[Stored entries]
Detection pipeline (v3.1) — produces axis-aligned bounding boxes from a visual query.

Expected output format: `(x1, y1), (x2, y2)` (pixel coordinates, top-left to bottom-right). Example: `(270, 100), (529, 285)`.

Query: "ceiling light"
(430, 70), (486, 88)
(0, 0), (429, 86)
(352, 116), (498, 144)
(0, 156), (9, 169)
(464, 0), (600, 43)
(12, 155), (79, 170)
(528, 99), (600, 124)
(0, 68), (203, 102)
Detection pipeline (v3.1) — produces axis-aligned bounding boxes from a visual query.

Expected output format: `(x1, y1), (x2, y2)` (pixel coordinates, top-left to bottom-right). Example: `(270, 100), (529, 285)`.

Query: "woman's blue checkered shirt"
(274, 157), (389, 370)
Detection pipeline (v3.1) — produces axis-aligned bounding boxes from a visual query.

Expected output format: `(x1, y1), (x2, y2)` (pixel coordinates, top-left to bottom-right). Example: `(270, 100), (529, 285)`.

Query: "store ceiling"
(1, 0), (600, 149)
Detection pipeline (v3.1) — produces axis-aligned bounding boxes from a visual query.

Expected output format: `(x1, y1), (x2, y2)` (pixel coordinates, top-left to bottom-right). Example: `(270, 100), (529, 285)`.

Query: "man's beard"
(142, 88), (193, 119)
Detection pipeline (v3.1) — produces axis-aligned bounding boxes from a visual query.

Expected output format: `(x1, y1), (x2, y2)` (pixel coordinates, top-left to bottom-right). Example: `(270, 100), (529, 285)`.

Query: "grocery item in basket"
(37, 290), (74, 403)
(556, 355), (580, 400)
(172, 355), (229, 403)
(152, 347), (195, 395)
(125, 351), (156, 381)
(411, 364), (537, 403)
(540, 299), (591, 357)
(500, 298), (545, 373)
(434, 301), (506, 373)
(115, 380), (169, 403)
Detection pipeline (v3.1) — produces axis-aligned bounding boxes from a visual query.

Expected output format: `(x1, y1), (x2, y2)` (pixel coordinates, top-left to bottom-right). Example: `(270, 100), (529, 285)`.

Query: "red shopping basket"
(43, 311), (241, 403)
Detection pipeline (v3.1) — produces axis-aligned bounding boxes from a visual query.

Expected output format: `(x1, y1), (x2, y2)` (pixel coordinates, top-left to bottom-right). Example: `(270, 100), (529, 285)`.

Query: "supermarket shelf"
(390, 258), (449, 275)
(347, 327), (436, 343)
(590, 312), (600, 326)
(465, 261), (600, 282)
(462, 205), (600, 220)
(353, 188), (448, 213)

-- Exercise description --
Exact copies of all the lines above are required.

-- Response --
Detection pipeline (v3.1) — produces axis-aligned bounding boxes from a visual query.

Expected output format: `(x1, y1), (x2, y2)` (pixel coordinates, top-left to bottom-right). Example: `(270, 100), (529, 285)`.

Query: "ceiling light"
(430, 70), (486, 88)
(0, 0), (429, 86)
(352, 116), (498, 144)
(0, 156), (9, 169)
(464, 0), (600, 43)
(12, 155), (79, 170)
(528, 99), (600, 124)
(0, 68), (203, 102)
Detection pipeline (v3.1) — produces axis-aligned bounding boxes from a visual query.

Expected output format: `(x1, y1), (x2, y2)` (pixel coordinates, top-left to bottom-right). Example: `(270, 100), (529, 285)`.

Query: "woman's blue checkered shirt"
(274, 157), (389, 370)
Detection pipeline (v3.1) — produces axis-aligned bounding boxes from a visual query.

Expected output format: `(x1, y1), (x2, y2)` (pixel coordinates, top-left to bottom-right). Example: `(270, 100), (529, 285)`.

Query: "store ceiling"
(1, 0), (600, 149)
Detection pipeline (v3.1) — produces axis-aligned bounding boxes from a visual query.

Expected output format: `(x1, y1), (x2, y2)` (pixel coordinates, top-left to bottom-right). Example: `(270, 100), (529, 285)`.

Query: "man's beard"
(142, 88), (193, 119)
Detection pipeline (v3.1) — produces axis-aligned bounding boxes from a visual query.

Expected output format: `(x1, y1), (x2, y2)` (pixel coordinates, top-left to bottom-right). Example: `(270, 100), (529, 285)`.

Query: "grocery item in basket"
(37, 290), (74, 403)
(556, 355), (580, 400)
(172, 355), (229, 403)
(152, 347), (195, 395)
(125, 351), (156, 381)
(411, 364), (537, 403)
(540, 299), (591, 357)
(500, 298), (545, 373)
(434, 301), (506, 373)
(115, 380), (169, 403)
Detection pipeline (v3.1) — produces axis-aligned bounding boxes from a visual query.

Expected output format: `(x1, y1), (x2, y2)` (pixel coordinates, top-left to bottom-right). Example: `(270, 100), (529, 285)`.

Query: "red shopping basket"
(43, 311), (241, 403)
Detection pipeline (v3.1) — produces axis-aligned bounding boxes from a visual query.

Expected output format: `(x1, y1), (x2, y2)` (pixel coordinates, top-left to bottom-right). Example: `(270, 100), (529, 285)`.

Query: "supermarket shelf"
(390, 258), (449, 275)
(347, 327), (436, 343)
(590, 312), (600, 326)
(465, 261), (600, 282)
(462, 205), (600, 220)
(353, 188), (448, 213)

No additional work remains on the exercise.